▶ PROVIDED TEXT
== Segment start ==
Women were doing hard work on farms, but didn’t own the land. If they were married and their name was on the property, the United States didn’t count them as a farmer or owner of the farm, because it only counted one owner per farm, and it counted the husband, not the wife.

I contacted some of the larger “global” women’s organizations that were active in Third World Countries to see what they might offer in the United States, and was told that they did not work in the U.S. What was the assumption? That rural women in this country did not have any of the problems – access to land ownership, protection of water resources, ability to grow healthy food, involvement in planning rural communities, access to women’s reproductive health services, exposure to pesticides and other chemicals, chemical-based agriculture, lack of social capital, access to justice for victims of gender-based violence, access to credit, isolation from services, etc. — that rural women did elsewhere?

So when I was coming up with names for the web site that would become the Rural Womyn Zone, I first called it the Third-And-A-Half-World because it seemed that no one knew we even existed. Or that the problems existed.
== Segment end ==
▶ PROVIDED RECORDS
== Segment start ==
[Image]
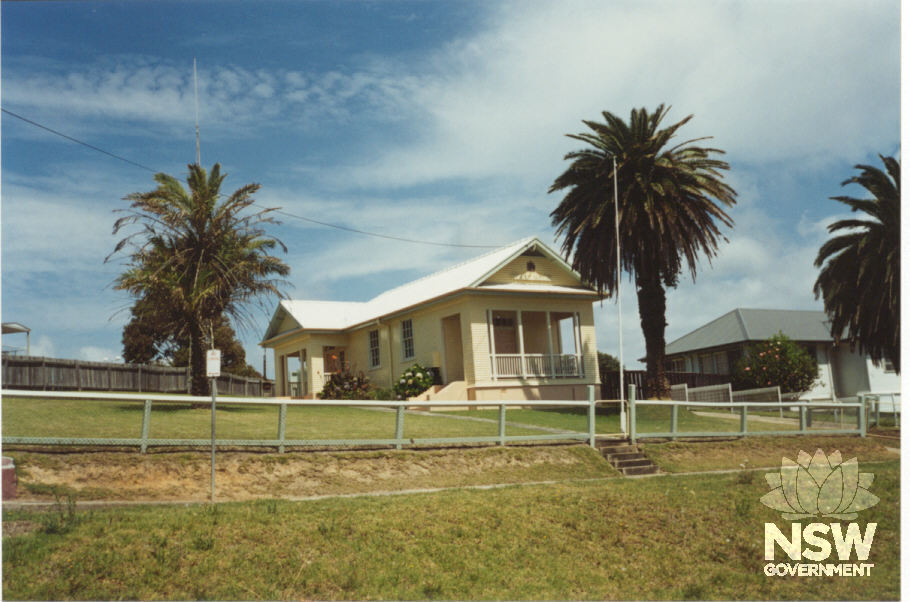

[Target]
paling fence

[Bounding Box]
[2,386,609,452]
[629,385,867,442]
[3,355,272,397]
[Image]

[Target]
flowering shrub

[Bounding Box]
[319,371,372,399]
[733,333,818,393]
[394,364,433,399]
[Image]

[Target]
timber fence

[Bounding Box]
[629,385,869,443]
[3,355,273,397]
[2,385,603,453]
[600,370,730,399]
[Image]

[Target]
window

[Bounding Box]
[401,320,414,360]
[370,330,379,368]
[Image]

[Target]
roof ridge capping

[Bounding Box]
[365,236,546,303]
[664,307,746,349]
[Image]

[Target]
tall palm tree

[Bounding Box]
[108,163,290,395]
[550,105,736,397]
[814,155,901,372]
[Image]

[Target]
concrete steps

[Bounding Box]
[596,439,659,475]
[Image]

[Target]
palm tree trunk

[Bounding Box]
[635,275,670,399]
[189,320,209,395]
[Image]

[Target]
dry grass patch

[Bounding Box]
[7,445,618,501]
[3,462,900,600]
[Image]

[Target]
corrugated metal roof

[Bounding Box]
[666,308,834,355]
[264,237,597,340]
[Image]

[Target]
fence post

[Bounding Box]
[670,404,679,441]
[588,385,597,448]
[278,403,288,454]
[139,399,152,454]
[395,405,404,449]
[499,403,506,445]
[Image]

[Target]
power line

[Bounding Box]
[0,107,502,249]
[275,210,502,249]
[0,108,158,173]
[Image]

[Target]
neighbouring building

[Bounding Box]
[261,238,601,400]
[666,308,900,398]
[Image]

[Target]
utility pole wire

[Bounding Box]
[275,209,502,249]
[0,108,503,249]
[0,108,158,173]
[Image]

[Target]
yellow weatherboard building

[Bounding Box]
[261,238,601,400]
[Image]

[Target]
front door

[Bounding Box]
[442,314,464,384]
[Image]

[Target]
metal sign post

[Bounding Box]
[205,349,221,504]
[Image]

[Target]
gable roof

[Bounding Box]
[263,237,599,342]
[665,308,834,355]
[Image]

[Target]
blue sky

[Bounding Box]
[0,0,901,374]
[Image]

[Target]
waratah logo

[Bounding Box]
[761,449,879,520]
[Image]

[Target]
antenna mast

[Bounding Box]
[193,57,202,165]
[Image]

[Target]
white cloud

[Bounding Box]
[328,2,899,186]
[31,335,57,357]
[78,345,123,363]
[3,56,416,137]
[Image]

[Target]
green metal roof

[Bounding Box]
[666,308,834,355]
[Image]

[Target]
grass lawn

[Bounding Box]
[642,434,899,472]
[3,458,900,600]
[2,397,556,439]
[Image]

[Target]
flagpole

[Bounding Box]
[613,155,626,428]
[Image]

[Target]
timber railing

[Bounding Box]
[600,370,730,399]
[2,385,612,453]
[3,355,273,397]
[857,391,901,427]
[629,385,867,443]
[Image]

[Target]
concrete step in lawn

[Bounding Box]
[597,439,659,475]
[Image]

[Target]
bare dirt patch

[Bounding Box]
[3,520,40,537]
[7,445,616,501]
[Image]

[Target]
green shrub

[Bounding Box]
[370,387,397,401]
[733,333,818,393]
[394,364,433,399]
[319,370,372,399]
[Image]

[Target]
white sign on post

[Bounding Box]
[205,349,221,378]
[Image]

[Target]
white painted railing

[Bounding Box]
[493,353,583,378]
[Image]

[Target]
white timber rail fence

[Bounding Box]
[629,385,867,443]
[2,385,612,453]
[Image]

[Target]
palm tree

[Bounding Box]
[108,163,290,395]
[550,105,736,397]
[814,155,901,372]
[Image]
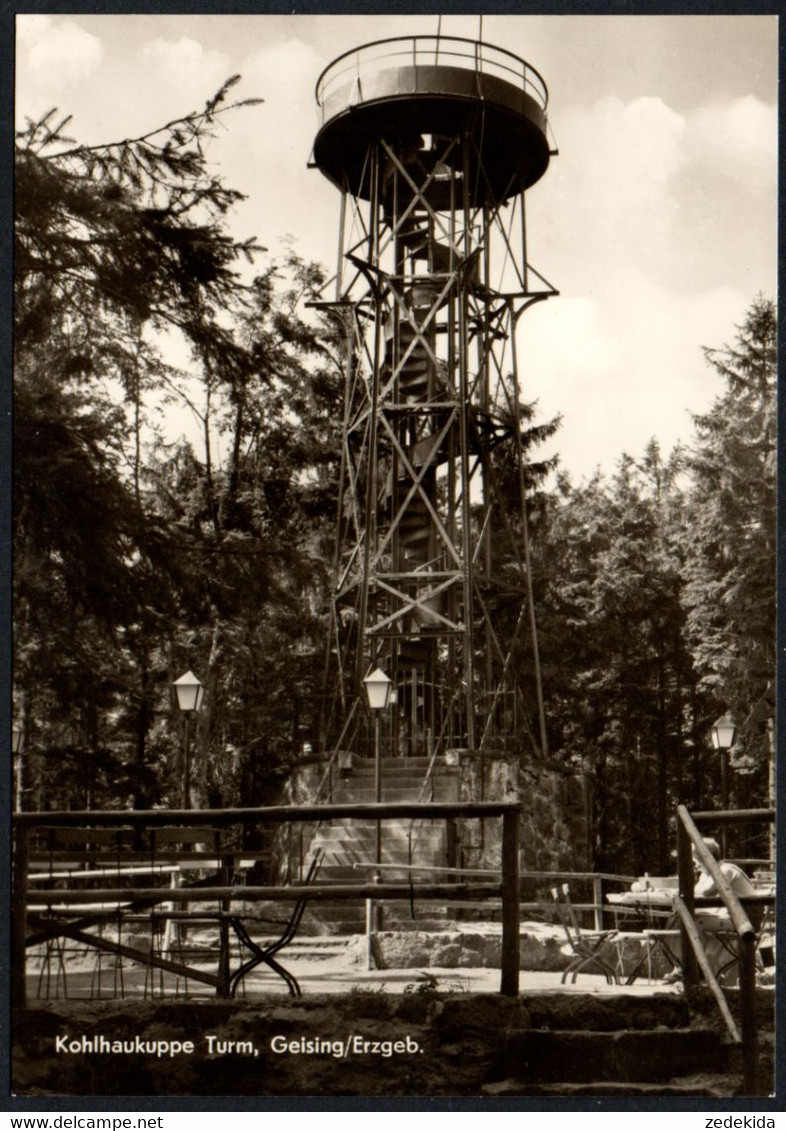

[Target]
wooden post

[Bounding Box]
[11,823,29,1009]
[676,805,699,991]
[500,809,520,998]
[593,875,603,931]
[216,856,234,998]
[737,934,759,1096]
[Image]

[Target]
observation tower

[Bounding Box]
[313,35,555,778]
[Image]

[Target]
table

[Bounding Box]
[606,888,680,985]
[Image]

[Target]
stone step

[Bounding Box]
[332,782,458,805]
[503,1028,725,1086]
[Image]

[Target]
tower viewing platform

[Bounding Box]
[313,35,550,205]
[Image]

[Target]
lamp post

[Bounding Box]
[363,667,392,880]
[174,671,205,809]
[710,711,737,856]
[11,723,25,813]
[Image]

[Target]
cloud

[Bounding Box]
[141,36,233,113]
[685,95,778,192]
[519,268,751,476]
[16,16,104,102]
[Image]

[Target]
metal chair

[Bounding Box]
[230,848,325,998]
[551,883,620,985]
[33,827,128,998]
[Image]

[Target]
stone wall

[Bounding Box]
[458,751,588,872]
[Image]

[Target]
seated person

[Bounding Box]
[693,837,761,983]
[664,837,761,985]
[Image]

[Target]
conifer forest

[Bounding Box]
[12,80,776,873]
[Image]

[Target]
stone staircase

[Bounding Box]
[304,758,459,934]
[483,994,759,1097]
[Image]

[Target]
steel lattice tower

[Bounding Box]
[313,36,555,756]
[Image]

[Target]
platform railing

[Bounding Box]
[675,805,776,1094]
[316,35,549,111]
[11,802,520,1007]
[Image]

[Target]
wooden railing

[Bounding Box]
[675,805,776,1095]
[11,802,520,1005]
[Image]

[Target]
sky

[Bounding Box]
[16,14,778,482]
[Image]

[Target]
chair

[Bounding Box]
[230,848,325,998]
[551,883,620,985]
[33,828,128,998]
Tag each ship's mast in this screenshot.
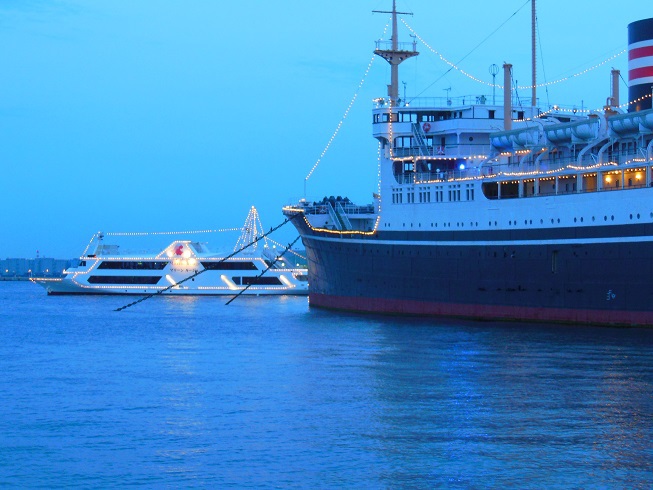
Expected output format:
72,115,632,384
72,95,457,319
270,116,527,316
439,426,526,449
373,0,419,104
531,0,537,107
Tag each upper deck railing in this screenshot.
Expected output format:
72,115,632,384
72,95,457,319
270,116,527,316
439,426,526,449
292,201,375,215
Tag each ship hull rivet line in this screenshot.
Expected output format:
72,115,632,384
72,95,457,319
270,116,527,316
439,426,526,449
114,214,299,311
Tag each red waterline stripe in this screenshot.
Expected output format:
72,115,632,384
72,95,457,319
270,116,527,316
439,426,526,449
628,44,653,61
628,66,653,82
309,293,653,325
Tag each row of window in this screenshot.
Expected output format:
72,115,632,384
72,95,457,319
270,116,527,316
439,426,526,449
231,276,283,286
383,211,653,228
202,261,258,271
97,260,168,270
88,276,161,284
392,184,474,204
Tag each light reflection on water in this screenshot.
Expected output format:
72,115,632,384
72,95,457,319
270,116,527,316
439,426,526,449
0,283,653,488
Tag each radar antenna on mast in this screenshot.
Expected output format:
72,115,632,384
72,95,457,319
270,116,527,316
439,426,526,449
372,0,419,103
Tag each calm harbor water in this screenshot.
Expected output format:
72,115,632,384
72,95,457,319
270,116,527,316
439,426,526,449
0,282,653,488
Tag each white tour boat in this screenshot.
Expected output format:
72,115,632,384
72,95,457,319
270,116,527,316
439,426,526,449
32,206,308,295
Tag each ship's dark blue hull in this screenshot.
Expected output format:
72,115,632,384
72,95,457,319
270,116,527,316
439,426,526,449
== Segment end ==
== Segment start ==
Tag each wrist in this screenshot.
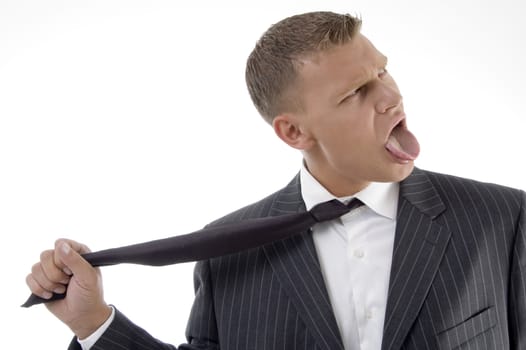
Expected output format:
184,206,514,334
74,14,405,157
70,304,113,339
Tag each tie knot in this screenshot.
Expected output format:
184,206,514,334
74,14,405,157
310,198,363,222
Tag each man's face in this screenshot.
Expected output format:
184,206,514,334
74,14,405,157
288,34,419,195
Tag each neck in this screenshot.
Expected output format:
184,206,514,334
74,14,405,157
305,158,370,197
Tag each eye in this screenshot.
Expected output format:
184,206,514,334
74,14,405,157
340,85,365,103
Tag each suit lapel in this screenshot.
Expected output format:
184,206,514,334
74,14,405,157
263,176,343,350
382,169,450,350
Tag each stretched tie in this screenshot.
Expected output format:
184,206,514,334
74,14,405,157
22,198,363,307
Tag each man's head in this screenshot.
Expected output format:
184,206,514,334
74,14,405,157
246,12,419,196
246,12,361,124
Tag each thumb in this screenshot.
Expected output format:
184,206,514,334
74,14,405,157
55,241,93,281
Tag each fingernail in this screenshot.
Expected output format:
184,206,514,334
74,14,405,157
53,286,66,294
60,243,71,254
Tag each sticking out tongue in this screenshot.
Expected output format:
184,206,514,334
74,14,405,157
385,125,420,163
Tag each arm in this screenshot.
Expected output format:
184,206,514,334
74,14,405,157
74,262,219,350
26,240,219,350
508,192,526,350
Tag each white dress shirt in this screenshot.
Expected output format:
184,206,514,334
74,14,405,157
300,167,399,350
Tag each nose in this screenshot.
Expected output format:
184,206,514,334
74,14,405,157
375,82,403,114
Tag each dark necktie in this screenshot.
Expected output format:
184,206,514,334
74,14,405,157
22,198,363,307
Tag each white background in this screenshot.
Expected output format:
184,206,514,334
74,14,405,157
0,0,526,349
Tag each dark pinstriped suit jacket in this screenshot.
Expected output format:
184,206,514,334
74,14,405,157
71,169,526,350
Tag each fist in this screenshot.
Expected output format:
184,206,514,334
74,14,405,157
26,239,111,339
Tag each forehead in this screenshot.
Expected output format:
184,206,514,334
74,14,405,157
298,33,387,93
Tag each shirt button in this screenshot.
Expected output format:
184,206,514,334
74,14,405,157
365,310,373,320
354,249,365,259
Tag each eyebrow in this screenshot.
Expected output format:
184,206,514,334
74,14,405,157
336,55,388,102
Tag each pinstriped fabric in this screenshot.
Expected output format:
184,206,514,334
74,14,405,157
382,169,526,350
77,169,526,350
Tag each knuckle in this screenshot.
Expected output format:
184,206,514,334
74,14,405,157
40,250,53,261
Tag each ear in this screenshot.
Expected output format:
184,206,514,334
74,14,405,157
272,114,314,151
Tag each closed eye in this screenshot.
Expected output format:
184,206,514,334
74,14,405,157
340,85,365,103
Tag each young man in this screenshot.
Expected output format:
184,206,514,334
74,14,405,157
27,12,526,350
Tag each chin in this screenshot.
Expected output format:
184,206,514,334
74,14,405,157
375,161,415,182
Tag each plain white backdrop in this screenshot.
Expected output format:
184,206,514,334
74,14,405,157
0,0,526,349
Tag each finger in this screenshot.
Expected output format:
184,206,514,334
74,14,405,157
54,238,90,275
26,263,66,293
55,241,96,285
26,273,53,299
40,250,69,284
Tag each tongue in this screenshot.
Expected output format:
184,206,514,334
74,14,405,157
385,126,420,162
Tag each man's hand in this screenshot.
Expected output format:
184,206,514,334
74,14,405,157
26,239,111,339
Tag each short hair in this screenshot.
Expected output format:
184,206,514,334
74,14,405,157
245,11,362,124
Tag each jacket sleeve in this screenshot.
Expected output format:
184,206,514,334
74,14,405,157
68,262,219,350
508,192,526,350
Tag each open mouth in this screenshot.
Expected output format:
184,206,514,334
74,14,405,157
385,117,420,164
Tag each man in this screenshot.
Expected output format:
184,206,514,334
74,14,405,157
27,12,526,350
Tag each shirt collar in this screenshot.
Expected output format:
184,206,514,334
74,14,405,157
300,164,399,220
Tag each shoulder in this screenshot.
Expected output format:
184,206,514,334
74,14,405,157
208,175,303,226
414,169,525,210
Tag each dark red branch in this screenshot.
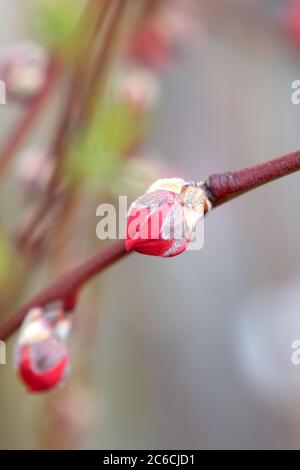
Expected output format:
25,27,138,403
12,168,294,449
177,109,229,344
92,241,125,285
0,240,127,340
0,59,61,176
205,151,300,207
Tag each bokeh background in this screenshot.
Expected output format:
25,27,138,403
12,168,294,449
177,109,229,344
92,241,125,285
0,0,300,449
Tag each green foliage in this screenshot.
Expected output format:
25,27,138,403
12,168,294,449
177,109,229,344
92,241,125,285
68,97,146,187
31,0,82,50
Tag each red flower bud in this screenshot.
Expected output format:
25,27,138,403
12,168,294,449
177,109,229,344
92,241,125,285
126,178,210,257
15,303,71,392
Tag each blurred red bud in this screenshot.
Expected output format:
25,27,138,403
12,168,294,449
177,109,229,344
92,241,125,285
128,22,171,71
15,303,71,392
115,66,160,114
== Segment end ==
▶ WORK REQUEST A
Answer these questions using the text about rural women.
(i) When a married woman's name was on farm property, whom did the United States count as the owner?
(ii) What was the writer told by the larger "global" women's organizations active in Third World Countries?
(iii) What name did the writer first give the web site that would become the Rural Womyn Zone?
▶ WORK REQUEST B
Retype everything in the text about rural women from "Women were doing" down to "not the wife.".

▶ REPLY A
(i) The husband, because it counted only one owner per farm.
(ii) That they did not work in the U.S.
(iii) The Third-And-A-Half-World.

▶ REPLY B
Women were doing hard work on farms, but didn’t own the land. If they were married and their name was on the property, the United States didn’t count them as a farmer or owner of the farm, because it only counted one owner per farm, and it counted the husband, not the wife.